Provided passage
┄┄┄┄┄┄
Nanoscale clusters (NCs) containing a finite number of metal atoms and attached to the surfaces of support materials play a pivotal role for applications in energy technologies. Two-dimensional substrates offer a unique platform to study NCs owing to their large and well-defined surfaces with no dangling bonds, and minimal scattering of electrons, which allows for imaging of NCs with atomic resolution. The goal of this research is to employ a self-consistent, combined theoretical and experimental approach to study supported metal NCs, and how these adapt by substrate variations. The theoretical calculations are based on classical and quantum theories in conjunction with evolutionary algorithms, while as the experimental approach relies on electron microscopy to determine the structure at the nanoscale. Educationally, the proposed research will serve as an interdisciplinary platform for graduate and undergraduate students to learn about materials discovery at the nanoscale. Given the significant impact that novel materials will have on much of daily life and the national economy, this work will strengthen materials education at the University of Pittsburgh and the University of Illinois at Chicago via developing new course components and novel education modules, as well as conducting outreach activities for pre-college and high school students.
The atomic structure of supported sub-nanometer clusters on two-dimensional (2D) substrates is a scientifically challenging and largely unexplored field of study. Upon completion, this work will determine how variations in 2D substrates can impact the atomic structure of supported NCs. The atomic structures are predicted using a genetic algorithm utilizing atomistic force fields and density functional theory, which are then validated using aberration-corrected scanning transmission electron microscopy. Significantly, correlating experimental results with theoretical predictions will lead to advances in the fundamental understanding of supported metals on 2D substrates that could be the basis for using such substrates as a means to control the structure of the metal clusters at the atomic scale. The proposed research efforts will be further integrated with educational efforts where graduate and undergraduate students will be trained in multidisciplinary research. Dedicated effort and resources will be used to recruit and support underrepresented students (women, African-Americans, Hispanics, and first-generation) in the proposed research.
This award reflects NSF's statutory mission and has been deemed worthy of support through evaluation using the Foundation's intellectual merit and broader impacts review criteria.
┄┄┄┄┄┄
Exercise description
Reproduce the nanocluster abstract from "This award reflects" down to "impacts review criteria.", copying every word in that span.

(Referring expression grounding data)
┄┄┄┄┄┄
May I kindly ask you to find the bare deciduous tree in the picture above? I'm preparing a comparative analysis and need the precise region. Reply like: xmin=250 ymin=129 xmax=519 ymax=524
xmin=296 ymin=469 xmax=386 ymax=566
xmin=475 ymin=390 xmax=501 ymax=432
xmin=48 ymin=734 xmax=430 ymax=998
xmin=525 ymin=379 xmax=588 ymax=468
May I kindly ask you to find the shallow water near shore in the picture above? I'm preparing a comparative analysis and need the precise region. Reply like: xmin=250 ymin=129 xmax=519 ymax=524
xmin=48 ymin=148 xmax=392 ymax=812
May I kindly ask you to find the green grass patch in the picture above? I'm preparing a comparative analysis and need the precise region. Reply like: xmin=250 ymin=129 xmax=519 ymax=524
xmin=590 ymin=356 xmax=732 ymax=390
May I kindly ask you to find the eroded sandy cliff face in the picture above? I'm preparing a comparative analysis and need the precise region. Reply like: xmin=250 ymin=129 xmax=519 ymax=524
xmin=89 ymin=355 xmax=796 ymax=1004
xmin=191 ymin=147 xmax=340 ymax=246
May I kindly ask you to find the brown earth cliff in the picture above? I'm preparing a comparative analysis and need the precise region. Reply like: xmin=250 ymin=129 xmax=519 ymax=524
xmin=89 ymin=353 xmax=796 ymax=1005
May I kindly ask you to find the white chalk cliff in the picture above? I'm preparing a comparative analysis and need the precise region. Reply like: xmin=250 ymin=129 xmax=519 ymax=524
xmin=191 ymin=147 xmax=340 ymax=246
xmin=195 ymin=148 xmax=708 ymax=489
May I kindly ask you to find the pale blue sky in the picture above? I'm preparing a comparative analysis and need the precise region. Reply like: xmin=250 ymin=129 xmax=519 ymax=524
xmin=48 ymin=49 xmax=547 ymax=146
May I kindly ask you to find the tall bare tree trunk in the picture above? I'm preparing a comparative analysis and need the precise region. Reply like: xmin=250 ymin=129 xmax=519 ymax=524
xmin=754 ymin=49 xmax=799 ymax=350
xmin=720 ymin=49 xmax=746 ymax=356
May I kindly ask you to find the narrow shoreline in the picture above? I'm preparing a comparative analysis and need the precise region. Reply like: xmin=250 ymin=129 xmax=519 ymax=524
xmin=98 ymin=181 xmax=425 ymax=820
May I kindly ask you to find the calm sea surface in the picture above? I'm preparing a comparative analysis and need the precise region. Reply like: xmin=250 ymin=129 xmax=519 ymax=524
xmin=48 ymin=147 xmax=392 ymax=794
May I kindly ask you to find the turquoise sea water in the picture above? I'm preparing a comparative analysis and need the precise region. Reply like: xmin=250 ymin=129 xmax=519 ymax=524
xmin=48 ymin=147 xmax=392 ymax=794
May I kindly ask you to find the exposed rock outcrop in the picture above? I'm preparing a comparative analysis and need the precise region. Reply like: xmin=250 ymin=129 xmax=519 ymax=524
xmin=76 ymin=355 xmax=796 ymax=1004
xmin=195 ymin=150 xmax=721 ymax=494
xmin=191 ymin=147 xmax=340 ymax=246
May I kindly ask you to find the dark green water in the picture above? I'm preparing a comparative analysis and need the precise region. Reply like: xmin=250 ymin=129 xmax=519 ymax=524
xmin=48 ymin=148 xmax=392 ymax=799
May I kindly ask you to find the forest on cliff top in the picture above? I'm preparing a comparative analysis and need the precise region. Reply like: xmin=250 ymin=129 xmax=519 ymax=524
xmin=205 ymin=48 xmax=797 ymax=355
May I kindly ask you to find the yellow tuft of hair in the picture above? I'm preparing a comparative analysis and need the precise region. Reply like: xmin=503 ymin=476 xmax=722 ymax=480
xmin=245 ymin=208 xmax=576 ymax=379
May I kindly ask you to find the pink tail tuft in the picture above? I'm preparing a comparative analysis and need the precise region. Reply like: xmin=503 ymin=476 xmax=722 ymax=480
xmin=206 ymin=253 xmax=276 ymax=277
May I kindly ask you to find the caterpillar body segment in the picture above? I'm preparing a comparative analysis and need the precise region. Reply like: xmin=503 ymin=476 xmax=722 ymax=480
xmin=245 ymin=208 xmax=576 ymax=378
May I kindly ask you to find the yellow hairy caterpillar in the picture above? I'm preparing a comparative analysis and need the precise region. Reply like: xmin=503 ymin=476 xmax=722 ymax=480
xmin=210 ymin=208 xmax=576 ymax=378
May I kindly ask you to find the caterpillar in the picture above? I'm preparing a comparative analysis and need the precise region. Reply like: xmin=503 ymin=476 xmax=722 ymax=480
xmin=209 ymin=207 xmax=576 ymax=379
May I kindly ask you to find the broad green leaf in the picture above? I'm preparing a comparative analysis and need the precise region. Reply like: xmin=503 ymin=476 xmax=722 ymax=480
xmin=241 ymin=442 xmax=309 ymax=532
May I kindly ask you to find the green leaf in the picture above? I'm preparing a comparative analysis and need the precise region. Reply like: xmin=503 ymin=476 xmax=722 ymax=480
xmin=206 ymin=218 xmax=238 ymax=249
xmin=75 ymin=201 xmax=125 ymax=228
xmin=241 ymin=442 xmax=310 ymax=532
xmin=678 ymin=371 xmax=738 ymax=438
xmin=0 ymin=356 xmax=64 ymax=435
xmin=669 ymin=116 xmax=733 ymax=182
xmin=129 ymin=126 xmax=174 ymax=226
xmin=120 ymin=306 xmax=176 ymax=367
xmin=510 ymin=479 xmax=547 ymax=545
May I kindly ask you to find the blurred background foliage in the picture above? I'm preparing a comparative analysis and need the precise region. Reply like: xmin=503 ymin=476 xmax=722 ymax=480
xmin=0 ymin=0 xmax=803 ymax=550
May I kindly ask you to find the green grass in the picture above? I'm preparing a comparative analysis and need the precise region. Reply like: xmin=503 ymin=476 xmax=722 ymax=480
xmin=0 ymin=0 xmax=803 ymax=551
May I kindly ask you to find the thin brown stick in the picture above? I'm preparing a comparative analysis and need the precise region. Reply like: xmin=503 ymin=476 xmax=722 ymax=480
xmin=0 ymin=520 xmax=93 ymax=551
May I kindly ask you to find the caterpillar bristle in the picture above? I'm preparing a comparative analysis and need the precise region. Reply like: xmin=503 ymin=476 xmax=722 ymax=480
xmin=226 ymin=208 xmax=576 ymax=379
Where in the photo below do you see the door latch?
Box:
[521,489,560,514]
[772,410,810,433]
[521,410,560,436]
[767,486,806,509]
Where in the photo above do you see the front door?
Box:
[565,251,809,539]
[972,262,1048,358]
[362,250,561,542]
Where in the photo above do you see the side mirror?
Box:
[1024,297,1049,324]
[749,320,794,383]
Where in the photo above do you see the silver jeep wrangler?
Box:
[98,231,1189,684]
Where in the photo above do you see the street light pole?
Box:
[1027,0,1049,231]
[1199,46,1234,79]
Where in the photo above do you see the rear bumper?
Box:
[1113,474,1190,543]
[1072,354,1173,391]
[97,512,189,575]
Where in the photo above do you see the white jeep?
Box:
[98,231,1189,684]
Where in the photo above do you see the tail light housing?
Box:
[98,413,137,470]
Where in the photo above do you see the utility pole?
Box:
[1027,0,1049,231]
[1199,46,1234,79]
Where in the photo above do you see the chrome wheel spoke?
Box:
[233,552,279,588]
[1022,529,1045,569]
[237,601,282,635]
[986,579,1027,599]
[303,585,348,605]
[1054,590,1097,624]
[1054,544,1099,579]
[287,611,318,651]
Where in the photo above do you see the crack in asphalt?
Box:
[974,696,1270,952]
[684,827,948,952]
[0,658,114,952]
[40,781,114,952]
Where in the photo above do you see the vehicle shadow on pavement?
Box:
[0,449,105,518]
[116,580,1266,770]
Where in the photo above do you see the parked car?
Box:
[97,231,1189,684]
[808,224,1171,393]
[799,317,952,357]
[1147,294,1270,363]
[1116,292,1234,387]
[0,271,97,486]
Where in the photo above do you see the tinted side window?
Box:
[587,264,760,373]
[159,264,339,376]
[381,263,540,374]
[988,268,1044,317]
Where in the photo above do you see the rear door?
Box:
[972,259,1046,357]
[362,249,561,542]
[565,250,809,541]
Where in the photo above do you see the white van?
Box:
┄┄┄┄┄┄
Response below
This award reflects NSF's statutory mission and has been deemed worthy of support through evaluation using the Foundation's intellectual merit and broader impacts review criteria.